__Record set__.
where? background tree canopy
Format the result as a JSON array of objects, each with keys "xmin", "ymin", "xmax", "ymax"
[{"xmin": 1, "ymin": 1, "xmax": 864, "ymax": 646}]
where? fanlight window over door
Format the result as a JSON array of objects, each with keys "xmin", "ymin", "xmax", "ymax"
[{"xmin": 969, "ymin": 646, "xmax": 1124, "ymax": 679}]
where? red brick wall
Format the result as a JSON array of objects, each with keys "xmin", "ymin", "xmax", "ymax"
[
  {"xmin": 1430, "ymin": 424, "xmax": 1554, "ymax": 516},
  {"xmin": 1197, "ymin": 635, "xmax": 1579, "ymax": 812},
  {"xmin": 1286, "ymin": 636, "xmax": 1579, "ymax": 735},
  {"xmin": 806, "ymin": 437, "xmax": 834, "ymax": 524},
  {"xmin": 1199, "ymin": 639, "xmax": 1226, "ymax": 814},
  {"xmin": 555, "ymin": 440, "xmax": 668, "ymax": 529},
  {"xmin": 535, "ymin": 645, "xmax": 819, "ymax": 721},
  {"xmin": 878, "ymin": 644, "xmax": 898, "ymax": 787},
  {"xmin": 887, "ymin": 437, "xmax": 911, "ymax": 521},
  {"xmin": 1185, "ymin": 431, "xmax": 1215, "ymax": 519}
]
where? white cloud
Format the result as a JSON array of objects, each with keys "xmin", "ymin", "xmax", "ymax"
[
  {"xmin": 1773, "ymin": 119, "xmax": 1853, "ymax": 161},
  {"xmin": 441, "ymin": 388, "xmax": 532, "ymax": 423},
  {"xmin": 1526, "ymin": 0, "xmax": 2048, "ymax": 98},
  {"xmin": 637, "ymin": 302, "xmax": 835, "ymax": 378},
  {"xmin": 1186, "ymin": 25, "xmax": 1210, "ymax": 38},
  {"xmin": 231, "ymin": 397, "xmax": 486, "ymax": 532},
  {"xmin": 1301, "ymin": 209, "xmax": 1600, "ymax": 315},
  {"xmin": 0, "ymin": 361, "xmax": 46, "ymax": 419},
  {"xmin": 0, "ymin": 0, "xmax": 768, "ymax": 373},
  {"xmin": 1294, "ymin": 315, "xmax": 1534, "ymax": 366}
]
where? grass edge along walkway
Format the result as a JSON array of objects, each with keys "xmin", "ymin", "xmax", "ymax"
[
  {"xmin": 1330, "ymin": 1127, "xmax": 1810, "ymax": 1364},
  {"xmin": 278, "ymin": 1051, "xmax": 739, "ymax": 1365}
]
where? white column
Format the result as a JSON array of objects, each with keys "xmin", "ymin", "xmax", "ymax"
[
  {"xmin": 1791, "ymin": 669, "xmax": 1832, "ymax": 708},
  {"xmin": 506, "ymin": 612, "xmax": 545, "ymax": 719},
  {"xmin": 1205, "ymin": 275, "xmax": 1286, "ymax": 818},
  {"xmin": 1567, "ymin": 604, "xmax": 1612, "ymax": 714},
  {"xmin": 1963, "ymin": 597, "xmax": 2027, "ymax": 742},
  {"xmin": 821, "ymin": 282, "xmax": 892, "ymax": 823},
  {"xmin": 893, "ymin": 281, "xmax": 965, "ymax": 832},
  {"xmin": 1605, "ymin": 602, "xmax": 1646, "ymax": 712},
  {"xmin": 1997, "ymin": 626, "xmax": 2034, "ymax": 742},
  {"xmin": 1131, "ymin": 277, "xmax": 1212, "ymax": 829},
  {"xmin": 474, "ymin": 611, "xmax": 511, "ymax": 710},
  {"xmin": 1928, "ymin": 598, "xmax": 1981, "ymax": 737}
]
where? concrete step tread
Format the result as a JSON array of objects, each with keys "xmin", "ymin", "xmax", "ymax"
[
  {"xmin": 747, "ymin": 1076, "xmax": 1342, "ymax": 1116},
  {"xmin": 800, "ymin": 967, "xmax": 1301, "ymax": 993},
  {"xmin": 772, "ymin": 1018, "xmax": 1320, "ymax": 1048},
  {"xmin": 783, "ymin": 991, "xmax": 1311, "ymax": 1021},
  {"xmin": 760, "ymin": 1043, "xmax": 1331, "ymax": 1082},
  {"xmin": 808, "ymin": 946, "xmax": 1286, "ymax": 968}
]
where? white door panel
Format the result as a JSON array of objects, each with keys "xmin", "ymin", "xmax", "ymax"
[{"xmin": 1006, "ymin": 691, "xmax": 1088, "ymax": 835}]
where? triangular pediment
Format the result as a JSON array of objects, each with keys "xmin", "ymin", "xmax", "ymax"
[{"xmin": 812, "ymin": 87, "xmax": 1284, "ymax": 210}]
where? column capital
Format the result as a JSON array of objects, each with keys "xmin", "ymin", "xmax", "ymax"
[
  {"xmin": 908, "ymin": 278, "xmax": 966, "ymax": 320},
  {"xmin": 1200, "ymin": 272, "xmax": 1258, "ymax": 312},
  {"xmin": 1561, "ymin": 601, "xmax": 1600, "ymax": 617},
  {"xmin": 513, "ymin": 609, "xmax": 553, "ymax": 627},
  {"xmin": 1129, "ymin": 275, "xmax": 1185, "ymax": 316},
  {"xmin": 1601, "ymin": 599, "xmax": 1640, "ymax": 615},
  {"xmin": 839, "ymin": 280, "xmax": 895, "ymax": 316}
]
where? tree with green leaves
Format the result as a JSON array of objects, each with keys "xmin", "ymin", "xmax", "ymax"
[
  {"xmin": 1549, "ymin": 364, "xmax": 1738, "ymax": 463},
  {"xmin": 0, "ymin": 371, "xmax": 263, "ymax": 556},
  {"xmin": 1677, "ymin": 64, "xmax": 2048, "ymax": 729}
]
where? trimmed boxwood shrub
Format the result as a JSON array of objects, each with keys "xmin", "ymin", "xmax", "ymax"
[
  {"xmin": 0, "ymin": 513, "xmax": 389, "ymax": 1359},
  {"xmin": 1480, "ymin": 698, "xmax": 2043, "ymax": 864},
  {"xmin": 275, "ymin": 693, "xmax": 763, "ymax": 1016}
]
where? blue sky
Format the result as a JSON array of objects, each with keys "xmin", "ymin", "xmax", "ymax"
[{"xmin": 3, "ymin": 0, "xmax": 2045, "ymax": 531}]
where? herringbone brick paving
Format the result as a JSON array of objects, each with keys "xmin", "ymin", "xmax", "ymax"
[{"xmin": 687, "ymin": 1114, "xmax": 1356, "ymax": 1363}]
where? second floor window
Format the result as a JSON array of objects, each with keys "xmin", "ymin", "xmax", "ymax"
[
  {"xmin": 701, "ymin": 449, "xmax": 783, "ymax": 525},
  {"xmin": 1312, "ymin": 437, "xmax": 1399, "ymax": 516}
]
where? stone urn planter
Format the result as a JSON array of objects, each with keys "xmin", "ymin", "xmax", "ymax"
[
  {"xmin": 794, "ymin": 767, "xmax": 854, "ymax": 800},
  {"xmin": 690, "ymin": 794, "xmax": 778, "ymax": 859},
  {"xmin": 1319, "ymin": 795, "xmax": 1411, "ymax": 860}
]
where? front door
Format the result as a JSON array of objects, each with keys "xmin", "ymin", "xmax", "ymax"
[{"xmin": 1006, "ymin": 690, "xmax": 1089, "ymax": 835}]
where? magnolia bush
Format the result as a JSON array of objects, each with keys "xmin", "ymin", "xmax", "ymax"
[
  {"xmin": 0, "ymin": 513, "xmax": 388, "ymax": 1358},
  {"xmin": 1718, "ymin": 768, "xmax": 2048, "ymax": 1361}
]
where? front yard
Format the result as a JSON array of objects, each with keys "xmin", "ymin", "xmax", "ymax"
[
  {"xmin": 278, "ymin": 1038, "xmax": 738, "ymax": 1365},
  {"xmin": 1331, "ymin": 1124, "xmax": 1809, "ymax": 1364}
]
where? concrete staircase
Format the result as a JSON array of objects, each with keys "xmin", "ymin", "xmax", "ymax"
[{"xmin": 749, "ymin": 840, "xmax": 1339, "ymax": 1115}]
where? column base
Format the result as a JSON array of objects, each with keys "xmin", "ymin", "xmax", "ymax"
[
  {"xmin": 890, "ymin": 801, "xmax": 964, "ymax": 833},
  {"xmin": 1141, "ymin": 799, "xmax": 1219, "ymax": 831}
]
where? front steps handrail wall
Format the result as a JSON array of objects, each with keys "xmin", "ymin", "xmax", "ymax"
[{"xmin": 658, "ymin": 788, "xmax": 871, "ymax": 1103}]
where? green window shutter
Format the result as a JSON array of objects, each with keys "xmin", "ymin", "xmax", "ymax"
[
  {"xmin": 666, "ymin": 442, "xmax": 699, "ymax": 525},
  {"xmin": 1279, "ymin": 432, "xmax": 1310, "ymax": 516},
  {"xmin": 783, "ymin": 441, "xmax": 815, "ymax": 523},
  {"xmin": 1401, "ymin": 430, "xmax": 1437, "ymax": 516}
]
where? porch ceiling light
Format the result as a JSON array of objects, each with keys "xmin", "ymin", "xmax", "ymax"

__Problem requirements__.
Up to and including the line with "where? red brick wall", reproduce the material above exactly as it appears, starting from its first line.

__Answer for this exercise__.
where? background tree canopy
Format the result as a JSON array of objects, each with keys "xmin", "ymin", "xmax", "ymax"
[{"xmin": 1, "ymin": 1, "xmax": 864, "ymax": 646}]
where? fanlight window over door
Format the result as a JSON array of objects, each with keys "xmin", "ymin", "xmax", "ymax"
[{"xmin": 969, "ymin": 646, "xmax": 1124, "ymax": 679}]
where? red brick wall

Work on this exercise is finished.